* Start AVAILABLE RECORDS *

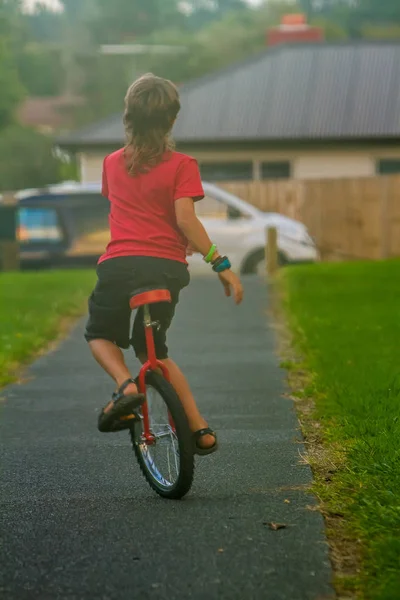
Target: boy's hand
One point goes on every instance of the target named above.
(232, 283)
(190, 250)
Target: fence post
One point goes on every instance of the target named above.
(385, 217)
(9, 246)
(271, 251)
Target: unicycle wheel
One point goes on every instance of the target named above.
(167, 459)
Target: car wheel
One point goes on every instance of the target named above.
(255, 263)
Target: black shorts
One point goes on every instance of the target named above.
(109, 310)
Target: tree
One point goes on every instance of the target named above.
(11, 89)
(127, 20)
(26, 159)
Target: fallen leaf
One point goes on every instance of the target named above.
(276, 526)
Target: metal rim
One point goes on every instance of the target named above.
(160, 458)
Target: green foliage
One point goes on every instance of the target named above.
(41, 70)
(26, 159)
(11, 90)
(346, 325)
(32, 306)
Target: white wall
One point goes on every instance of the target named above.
(329, 165)
(90, 166)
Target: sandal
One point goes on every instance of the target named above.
(122, 414)
(199, 434)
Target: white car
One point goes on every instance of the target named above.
(71, 220)
(239, 230)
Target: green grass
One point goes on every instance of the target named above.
(33, 307)
(345, 320)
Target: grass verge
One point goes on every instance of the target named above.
(345, 326)
(34, 307)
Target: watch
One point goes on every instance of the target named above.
(221, 264)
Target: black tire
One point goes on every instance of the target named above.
(184, 480)
(251, 263)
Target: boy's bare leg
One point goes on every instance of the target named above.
(112, 360)
(184, 392)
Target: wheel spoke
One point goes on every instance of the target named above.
(162, 456)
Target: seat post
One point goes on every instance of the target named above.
(147, 316)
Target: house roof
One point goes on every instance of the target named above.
(302, 92)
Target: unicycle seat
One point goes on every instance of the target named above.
(149, 295)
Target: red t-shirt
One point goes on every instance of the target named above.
(142, 215)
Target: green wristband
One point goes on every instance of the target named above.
(210, 254)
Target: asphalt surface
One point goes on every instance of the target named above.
(79, 522)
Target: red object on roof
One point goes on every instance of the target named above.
(294, 30)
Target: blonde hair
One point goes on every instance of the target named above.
(151, 107)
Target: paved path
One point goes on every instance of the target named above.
(79, 522)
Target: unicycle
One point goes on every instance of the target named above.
(161, 437)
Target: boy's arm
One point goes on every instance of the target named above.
(198, 238)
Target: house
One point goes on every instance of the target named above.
(303, 111)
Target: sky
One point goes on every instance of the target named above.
(55, 3)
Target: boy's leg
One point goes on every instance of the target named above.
(111, 358)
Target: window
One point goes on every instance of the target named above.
(275, 170)
(388, 166)
(227, 171)
(211, 208)
(38, 225)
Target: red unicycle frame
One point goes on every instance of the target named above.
(144, 299)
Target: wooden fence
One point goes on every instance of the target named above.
(348, 218)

* End AVAILABLE RECORDS *

Rewrite all of the material above with every "instance" changed to "occurrence" and nothing else altered. Leave the pictures out of your answer.

OUTPUT OF THE TASK:
Target: boy's hand
One point goes on every occurrence of the target named above.
(232, 283)
(190, 250)
Target: fence post
One point goes on every occurrence of the target named above.
(385, 217)
(9, 246)
(271, 251)
Target: unicycle wheel
One point goes on every occurrence of the target named above.
(167, 459)
Target: car wheel
One point goes on every occurrence of the target named above.
(255, 263)
Target: black shorts
One point goes on every occurrence of the target named above.
(109, 310)
Target: tree
One point goes on every occurrence of the target named above.
(11, 89)
(127, 20)
(26, 159)
Target: fallen leaf
One point goes on every occurrence of the target named above.
(276, 526)
Target: metal rim
One point goes on every occurrence of the target named above.
(160, 458)
Target: green foliage
One point goes on every occurrence of the target named above.
(41, 70)
(26, 159)
(11, 90)
(346, 325)
(32, 306)
Target: white wall
One point goes on every occurrence of the target named above.
(329, 165)
(90, 166)
Target: sandal
One point goes on every occurrence of the target named above.
(122, 414)
(199, 434)
Target: white car
One point goes on every occurrence of the target named above.
(71, 220)
(239, 230)
Target: green grass
One point goes on every occurrence of the target named above.
(33, 307)
(345, 320)
Target: grass verge
One point goes on every occurrence of the target named above.
(345, 326)
(34, 307)
Target: watch
One point goes on every occurrence of the target named above.
(221, 264)
Target: black tire
One point goes on every occurrence of the target named above.
(184, 480)
(251, 263)
Target: boy's bare leg
One point goes on every occurrence of the target named above.
(112, 360)
(184, 392)
Target: wheel spoke
One point goes on every occurrence of the target named above.
(162, 456)
Target: seat post
One point goes on every occurrence of the target named above.
(147, 316)
Target: house roof
One point goes on every occurrence of the target named above.
(302, 92)
Target: unicycle seat
One point goes on every occurrence of the target named above.
(149, 295)
Target: red t-shirt
One point goes on every occurrence of the target named above.
(142, 215)
Target: green wristband
One point goes on every occurrence of the target named above.
(210, 254)
Target: asphalt surface
One point goes on every occurrence of the target named above.
(79, 522)
Target: red object on roof
One point goes on every occurrence of the target named above.
(294, 30)
Target: blonde hair
One point goes on every occurrence of the target named above.
(151, 107)
Target: paved path
One point goes on every occurrence of the target named above.
(79, 522)
Target: unicycle
One point goes on every occurrence of the target named above.
(161, 437)
Target: boy's arm
One point goes on every occurrence of the target named above.
(198, 238)
Target: house
One point goes on every occurrence of the target named above.
(303, 111)
Target: sky
One point goes on every occurrence of the target named above.
(55, 3)
Target: boy's leg
One point goes on every occurrence of the target named above.
(111, 358)
Target: window
One point goes on every occurrence of the target named above.
(275, 170)
(388, 166)
(227, 171)
(211, 208)
(38, 225)
Target: red unicycle frame
One point goes on every occurrence of the target named above.
(144, 299)
Target: wooden fence
One point goes on every occurrence of the target named above.
(348, 218)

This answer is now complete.